DESCRIPTION OF THE TASK
Reproduce the line containing "In the picture above, where can the gazebo pillar" exactly, along with each line after it through the end of the data; pictures are left out.

Point placement records:

□ □ □ □ □ □ □

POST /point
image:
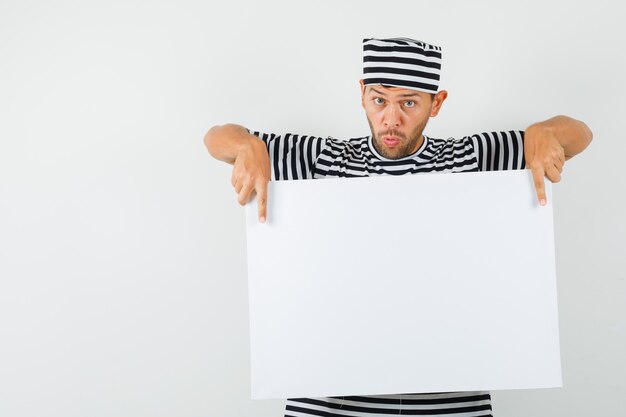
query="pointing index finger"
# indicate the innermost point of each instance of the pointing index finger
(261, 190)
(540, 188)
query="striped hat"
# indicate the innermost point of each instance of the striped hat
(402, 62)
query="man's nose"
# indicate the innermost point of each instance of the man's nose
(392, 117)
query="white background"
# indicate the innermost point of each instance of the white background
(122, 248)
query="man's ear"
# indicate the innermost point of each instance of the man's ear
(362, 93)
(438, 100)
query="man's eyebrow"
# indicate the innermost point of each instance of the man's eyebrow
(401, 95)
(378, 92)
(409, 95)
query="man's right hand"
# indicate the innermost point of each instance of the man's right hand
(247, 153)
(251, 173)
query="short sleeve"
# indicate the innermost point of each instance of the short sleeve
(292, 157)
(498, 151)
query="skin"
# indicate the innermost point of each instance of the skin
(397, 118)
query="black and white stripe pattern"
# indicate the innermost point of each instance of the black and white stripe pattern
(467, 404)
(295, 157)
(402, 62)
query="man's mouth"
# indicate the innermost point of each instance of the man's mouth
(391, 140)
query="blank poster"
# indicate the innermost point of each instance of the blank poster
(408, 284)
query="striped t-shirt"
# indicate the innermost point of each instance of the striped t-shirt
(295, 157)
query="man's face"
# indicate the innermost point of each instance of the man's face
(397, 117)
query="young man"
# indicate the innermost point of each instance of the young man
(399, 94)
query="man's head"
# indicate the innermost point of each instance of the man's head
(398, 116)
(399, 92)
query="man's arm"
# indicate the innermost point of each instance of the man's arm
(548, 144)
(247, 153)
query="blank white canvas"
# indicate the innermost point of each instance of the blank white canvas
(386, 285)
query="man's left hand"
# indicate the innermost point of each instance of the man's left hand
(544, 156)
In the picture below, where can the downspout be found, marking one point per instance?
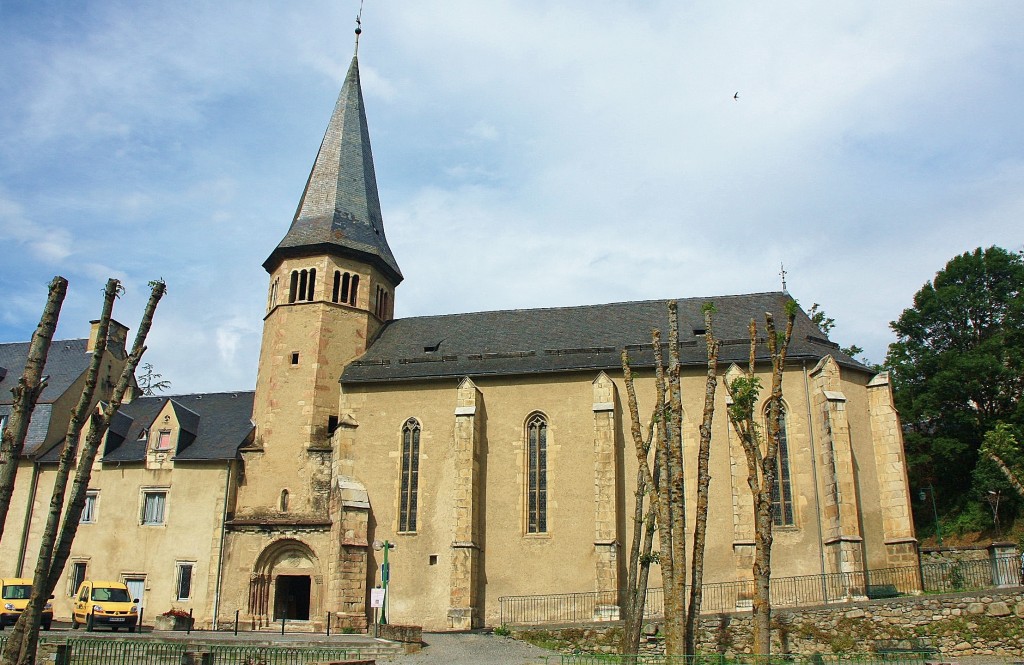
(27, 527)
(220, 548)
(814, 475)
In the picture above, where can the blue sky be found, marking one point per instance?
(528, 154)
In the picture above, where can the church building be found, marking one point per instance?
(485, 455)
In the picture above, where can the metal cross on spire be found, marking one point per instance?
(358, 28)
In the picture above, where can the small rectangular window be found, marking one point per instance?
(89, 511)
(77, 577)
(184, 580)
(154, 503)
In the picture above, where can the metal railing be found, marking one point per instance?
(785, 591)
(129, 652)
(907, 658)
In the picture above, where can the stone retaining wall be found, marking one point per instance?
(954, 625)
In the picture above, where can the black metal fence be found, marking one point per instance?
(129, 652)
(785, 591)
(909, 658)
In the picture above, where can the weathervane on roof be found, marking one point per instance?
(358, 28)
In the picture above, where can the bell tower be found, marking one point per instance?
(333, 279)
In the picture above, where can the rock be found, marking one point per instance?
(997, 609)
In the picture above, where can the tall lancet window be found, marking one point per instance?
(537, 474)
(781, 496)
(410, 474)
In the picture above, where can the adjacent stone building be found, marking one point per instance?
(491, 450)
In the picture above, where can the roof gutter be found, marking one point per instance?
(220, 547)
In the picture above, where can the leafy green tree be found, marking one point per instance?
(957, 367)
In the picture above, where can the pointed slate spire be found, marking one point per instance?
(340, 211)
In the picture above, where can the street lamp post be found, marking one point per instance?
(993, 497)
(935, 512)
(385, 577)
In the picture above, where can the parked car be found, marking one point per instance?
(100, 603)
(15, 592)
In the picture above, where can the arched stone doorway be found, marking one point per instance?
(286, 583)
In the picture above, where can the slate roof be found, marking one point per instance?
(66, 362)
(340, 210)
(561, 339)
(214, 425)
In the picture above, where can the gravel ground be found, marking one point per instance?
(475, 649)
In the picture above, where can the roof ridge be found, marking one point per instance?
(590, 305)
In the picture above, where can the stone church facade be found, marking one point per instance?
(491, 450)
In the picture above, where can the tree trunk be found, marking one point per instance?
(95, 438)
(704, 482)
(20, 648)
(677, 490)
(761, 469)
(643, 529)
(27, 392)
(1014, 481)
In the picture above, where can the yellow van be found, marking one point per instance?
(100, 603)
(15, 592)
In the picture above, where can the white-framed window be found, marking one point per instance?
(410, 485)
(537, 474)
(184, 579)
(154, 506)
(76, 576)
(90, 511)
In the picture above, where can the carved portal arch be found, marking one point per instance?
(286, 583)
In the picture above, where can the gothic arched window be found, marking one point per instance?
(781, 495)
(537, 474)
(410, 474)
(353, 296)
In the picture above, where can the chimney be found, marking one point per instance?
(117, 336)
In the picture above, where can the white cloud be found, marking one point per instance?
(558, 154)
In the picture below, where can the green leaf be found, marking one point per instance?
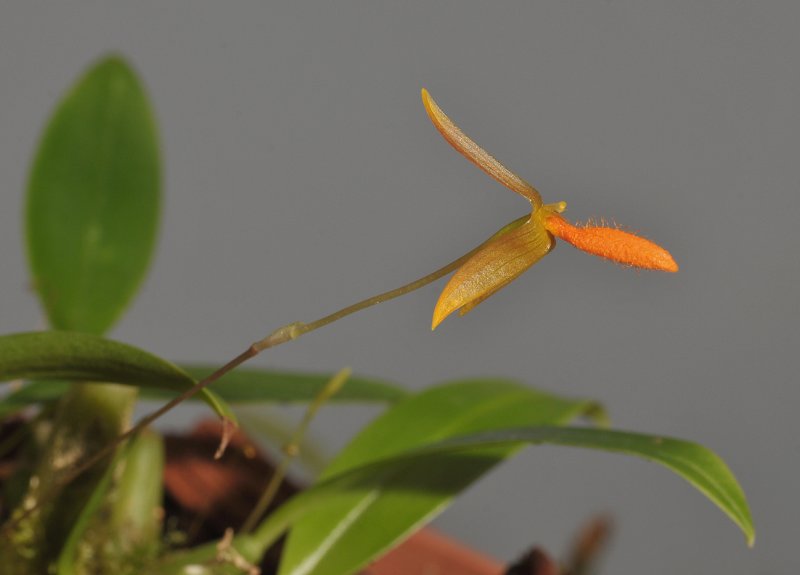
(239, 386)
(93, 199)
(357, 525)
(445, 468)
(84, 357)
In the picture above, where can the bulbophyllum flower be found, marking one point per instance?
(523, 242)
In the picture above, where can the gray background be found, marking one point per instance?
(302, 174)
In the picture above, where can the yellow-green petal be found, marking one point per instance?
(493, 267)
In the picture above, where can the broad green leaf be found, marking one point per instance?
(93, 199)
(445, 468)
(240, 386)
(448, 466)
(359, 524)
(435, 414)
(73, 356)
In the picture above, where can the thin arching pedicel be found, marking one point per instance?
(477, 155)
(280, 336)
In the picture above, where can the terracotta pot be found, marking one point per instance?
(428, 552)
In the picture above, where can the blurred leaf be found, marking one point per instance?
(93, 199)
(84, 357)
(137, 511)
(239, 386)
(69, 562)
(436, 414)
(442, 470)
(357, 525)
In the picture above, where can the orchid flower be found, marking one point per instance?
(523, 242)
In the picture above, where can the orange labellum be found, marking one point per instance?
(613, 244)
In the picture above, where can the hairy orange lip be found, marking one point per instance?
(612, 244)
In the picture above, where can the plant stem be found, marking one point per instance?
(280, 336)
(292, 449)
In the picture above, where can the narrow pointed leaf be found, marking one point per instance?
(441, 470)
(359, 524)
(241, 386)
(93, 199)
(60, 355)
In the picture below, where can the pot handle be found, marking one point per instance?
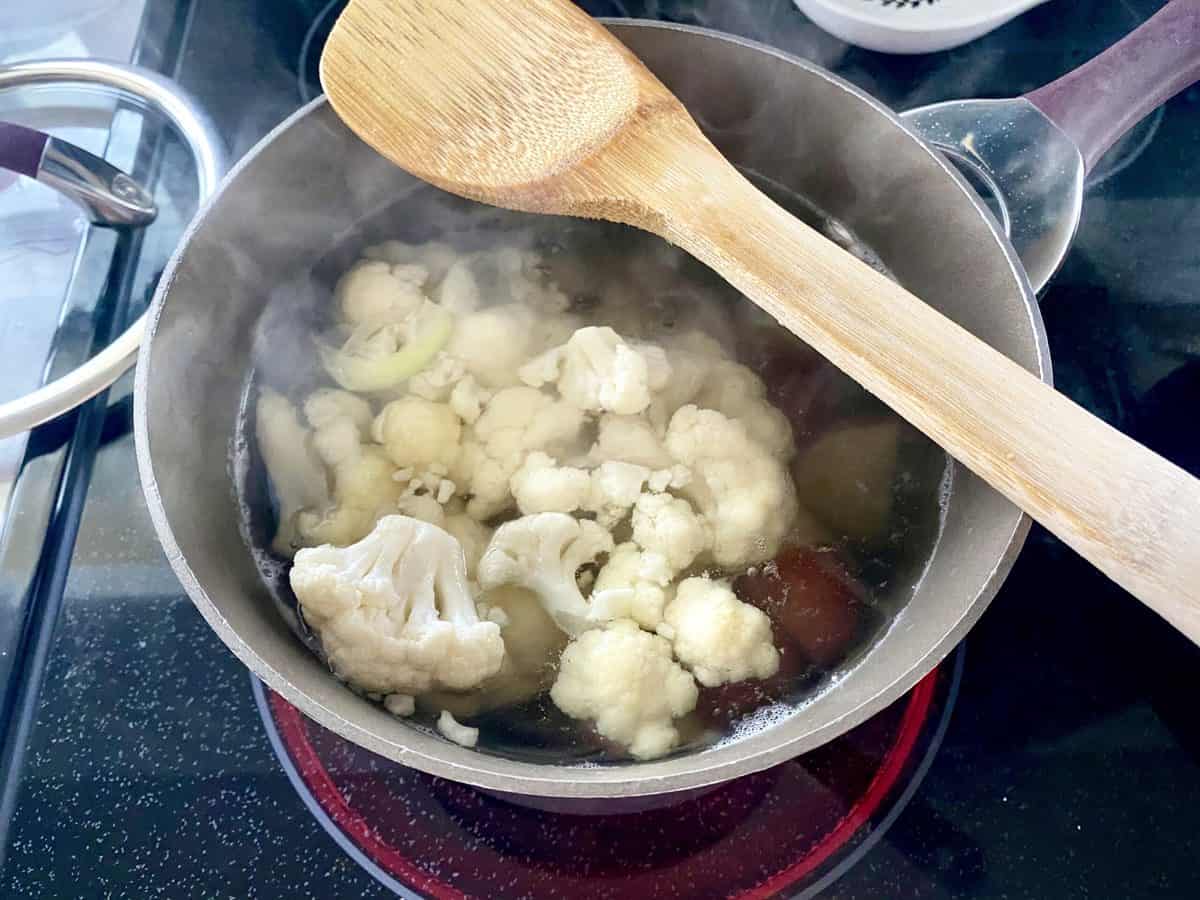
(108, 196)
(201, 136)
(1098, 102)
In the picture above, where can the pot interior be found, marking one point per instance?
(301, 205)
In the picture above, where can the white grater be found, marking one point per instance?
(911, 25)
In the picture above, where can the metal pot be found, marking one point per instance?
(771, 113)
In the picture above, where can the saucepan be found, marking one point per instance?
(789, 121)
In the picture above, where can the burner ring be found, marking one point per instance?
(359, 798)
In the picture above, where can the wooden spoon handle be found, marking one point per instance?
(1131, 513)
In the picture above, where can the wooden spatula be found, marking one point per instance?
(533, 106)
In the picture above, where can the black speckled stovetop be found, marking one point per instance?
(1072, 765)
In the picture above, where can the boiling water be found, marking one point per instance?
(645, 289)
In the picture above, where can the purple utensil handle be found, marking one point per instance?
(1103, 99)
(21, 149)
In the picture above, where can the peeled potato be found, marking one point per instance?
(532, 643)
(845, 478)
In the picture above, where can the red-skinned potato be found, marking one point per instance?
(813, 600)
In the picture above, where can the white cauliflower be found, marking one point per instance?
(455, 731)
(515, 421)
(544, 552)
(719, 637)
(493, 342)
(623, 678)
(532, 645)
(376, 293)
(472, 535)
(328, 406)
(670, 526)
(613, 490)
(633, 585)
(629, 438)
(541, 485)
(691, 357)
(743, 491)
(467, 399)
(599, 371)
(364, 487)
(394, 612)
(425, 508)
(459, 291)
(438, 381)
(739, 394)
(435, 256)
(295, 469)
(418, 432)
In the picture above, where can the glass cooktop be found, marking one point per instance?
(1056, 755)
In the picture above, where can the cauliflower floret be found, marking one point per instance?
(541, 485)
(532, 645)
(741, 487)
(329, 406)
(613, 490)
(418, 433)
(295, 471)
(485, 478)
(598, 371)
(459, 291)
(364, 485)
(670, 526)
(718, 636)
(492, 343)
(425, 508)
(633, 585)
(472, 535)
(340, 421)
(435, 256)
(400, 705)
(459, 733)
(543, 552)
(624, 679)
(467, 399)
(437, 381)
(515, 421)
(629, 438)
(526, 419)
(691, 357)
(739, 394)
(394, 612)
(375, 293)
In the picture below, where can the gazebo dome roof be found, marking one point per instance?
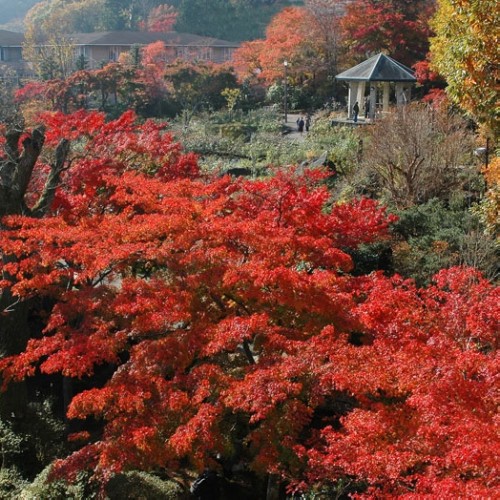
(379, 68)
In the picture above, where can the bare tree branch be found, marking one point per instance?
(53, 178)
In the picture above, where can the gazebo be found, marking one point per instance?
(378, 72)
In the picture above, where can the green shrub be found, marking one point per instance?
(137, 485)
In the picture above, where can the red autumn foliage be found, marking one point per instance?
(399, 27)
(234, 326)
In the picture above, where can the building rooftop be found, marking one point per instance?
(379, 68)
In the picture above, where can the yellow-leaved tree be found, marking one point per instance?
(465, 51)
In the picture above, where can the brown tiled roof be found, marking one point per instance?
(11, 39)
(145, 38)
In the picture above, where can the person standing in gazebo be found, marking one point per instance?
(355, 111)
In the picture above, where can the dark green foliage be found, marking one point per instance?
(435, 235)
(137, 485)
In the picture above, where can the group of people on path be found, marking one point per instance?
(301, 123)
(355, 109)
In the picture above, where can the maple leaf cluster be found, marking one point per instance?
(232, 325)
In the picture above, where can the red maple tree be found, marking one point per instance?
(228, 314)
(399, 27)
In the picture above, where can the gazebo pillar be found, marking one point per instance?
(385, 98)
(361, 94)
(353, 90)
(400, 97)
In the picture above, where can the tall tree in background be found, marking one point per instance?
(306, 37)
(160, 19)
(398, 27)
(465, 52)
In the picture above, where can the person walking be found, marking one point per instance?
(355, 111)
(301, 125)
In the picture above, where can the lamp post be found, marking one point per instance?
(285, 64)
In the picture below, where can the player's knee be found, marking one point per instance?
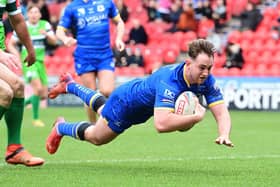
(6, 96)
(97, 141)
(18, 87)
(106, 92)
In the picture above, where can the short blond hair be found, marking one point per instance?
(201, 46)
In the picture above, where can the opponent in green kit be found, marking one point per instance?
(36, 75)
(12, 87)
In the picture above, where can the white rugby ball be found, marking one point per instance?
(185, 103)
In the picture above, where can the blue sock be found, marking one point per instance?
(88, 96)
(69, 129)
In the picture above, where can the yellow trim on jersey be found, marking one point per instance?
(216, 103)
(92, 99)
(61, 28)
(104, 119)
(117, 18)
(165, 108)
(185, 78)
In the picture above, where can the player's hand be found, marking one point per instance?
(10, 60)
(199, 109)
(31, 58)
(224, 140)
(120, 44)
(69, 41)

□ □ □ □ □ □ □

THE REPLY
In the picture above, where can the gazebo pillar be found, marking one point per instance?
(385, 98)
(361, 94)
(353, 90)
(400, 97)
In the picture above, where can the tall tree in background be found, marking one point per instance?
(306, 37)
(160, 19)
(398, 27)
(465, 52)
In the picture above, where can the person walking be found, marking one point per instance?
(355, 111)
(301, 125)
In the picture above, where can the lamp post be found, marking one point per instance?
(285, 64)
In the picture below, where can the player's knee be found, marking one point per instance?
(6, 96)
(97, 141)
(18, 87)
(106, 92)
In the picture above, where can the short blond hair be found, marking one point per instance?
(201, 46)
In the picture above, where can the opponent in green kit be found, marking one point per instance?
(36, 75)
(12, 87)
In the picture above, where can the white rugby ball be found, marking one point per instance?
(185, 103)
In the picture above, where can the blue sock be found, marking one point per instance?
(88, 96)
(69, 129)
In the picture above, where can the yellow trim on jersey be found, marking one point per instance?
(216, 103)
(92, 99)
(61, 28)
(104, 119)
(117, 18)
(165, 108)
(185, 78)
In the picture above, where can the player's hand be found, marking one point per instance?
(10, 60)
(199, 109)
(31, 58)
(224, 140)
(120, 44)
(69, 41)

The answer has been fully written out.